## [PASSAGE TO READ]
Overheard on the steps of the ExCeL London convention center on the last day of the annual European Congress of Rheumatology:

Attendee 1: “What is rheumatism?”

Attendee 2: “You know. Achy legs and such.”

Attendee 1: “Sounds dull.”

Attendee 2: “They’re probably saying that about us.”

Attendee 1: “Doubt it.”

In the interest of full disclosure, I should explain that not only was it the last day of this year’s EULAR congress, it was also the second day of the MCM Expo London Comic Con, which was taking place at the west end of the same convention center. The above discourse occurred between a giant insect and an anime character.

Photo by Diana Mahoney

It was impossible not to be amused by the unlikely juxtaposition of the two gatherings, particularly because the facility’s main entrance was on the building’s west side,. To get to the EULAR events, thousands of suited and serious rheumatologists had to weave in, out, and around the Comic Con crowd, all of whom were dressed as their favorite comic, manga, anime, film, game, and cult entertainment stars and were engaged in various modes of role play.

Despite the apparent incongruity, however, the above discourse seemed inherently relevant, as it came on the heels of a presentation that elucidated some persistent obstacles to the early diagnosis and optimal treatment of early rheumatologic disease, which I have come to think of as collective symptoms of rheumatology’s PR crisis.

In short, a lot of people don’t know what rheumatology is, and the opinions of those who have some vague sense of it continue to be colored by myths and misconceptions, including the belief that arthritis (or “rheumatism,” as per the arachnid quoted above) is a single entity and that there’s not much that can be done for it.

With respect to rheumatoid arthritis, in particular, this lack of awareness contributes to diagnostic and treatment delays that can have devastating consequences. While much effort has been spent recently on the development of early arthritis clinics within rheumatology centers as a way to streamline patient management, their success is limited. They can address the needs of only those patients who walk through the doors, not those of people who don’t seek treatment when their symptoms develop and persist or whose symptoms are inadequately assessed and managed initially by primary care physicians, according to session panelist Dr. Vivian Bykerk from Brigham and Women’s Hospital in Boston. “We have to remove all of the  roadblocks that are keeping very early inflammatory arthritis patients from getting to the rheumatologist,” she said.

Among the strategies recommended by Dr. Bykerk and co-panelist Dr. Paul Emery, EULAR president and head of musculoskeletal diseases at Chapel Allerton Hospital in the United Kingdom, were the possibility of prescreening referrals, the development of a specialized rheumatology referral form to help primary care physicians identify urgent referrals, the implementation of central triage clinics, and protocols for educating physicians and patients about the signs and symptoms of rheumatologic diseases and the value of early intervention. In other words, rheumatology needs better PR.

## [WORK INSTRUCTIONS]
a: Rewrite the convention passage from "Photo by Diana" to "rheumatology’s PR crisis.", putting "physicians" in place of "rheumatologists".
b: Translate this sentence from the convention passage into Spanish: "The above discourse occurred between a giant insect and an anime character."

## [Records from a data source]
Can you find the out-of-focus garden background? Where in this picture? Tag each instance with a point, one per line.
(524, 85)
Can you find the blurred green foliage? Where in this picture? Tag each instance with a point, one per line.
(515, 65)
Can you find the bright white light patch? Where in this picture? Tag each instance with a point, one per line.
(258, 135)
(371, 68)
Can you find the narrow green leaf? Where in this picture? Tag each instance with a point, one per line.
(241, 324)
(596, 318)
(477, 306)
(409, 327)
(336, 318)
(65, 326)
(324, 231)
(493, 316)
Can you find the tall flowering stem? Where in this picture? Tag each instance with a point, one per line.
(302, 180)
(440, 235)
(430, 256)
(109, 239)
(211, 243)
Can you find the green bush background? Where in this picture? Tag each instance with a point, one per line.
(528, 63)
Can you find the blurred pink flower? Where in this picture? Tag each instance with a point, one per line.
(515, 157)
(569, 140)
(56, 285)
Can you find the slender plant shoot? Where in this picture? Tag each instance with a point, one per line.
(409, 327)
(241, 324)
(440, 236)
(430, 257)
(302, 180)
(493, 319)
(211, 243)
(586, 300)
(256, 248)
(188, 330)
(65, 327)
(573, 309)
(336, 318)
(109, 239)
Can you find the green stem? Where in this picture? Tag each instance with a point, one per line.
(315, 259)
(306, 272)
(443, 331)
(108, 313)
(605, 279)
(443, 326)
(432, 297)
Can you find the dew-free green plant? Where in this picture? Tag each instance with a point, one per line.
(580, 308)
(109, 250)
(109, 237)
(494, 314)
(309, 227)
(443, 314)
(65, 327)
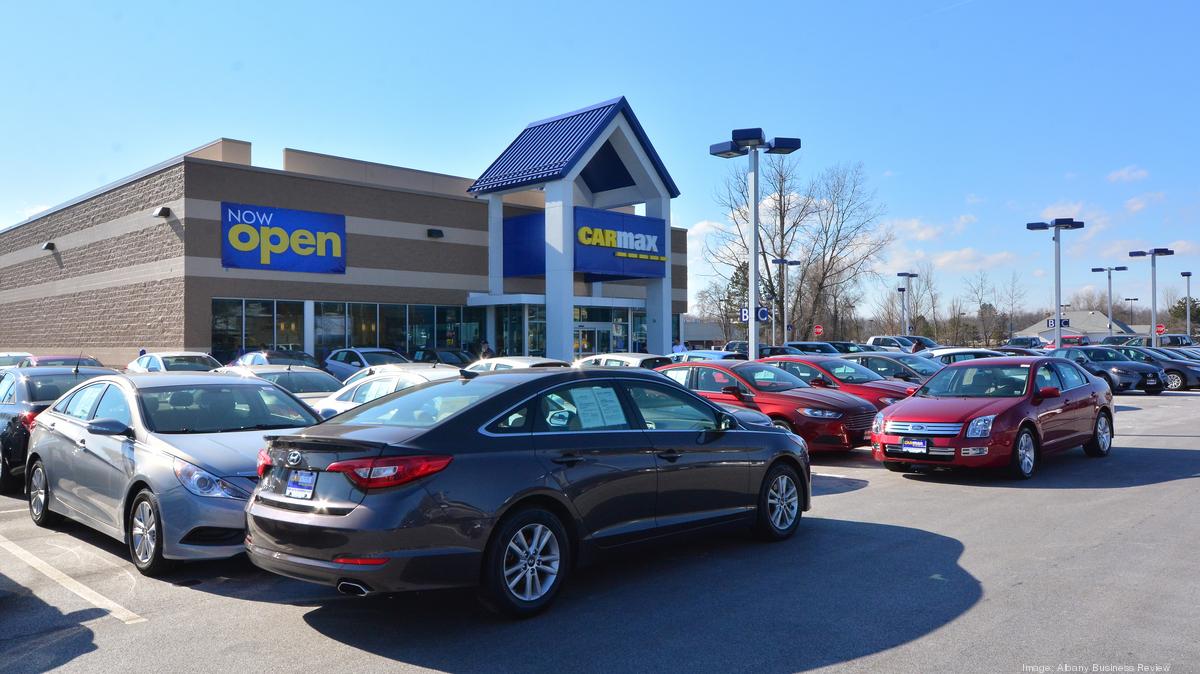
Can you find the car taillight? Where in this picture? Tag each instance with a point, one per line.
(388, 471)
(264, 462)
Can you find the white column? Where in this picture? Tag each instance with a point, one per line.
(559, 269)
(495, 245)
(658, 290)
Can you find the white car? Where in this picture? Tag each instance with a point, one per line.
(378, 385)
(954, 354)
(515, 362)
(173, 361)
(306, 383)
(12, 359)
(649, 361)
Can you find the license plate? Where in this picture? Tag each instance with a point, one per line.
(300, 483)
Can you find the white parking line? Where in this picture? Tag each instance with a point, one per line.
(89, 595)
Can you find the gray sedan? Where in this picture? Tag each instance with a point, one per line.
(162, 462)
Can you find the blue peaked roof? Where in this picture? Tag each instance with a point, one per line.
(549, 149)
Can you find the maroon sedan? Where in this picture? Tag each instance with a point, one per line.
(845, 375)
(996, 413)
(827, 420)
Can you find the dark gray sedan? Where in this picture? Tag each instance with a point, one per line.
(507, 480)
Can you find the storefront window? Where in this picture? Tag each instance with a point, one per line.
(226, 329)
(394, 326)
(289, 325)
(364, 325)
(329, 325)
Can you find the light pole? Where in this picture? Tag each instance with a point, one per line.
(748, 142)
(1187, 305)
(784, 263)
(1057, 224)
(1153, 254)
(904, 300)
(1110, 270)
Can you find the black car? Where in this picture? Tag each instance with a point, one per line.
(24, 392)
(507, 480)
(1182, 373)
(1116, 368)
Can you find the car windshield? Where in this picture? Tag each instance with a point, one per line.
(47, 387)
(304, 381)
(977, 381)
(924, 367)
(190, 363)
(221, 408)
(383, 357)
(768, 378)
(421, 407)
(850, 372)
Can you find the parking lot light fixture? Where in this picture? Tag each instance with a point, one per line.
(1057, 224)
(749, 142)
(1153, 254)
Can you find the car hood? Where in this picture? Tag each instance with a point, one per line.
(223, 455)
(948, 410)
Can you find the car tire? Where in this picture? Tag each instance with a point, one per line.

## [RESPONSES BY TASK]
a:
Photo by Diana Mahoney

It was impossible not to be amused by the unlikely juxtaposition of the two gatherings, particularly because the facility’s main entrance was on the building’s west side,. To get to the EULAR events, thousands of suited and serious physicians had to weave in, out, and around the Comic Con crowd, all of whom were dressed as their favorite comic, manga, anime, film, game, and cult entertainment stars and were engaged in various modes of role play.

Despite the apparent incongruity, however, the above discourse seemed inherently relevant, as it came on the heels of a presentation that elucidated some persistent obstacles to the early diagnosis and optimal treatment of early rheumatologic disease, which I have come to think of as collective symptoms of rheumatology’s PR crisis.

b: El diálogo anterior se produjo entre un insecto gigante y un personaje de anime.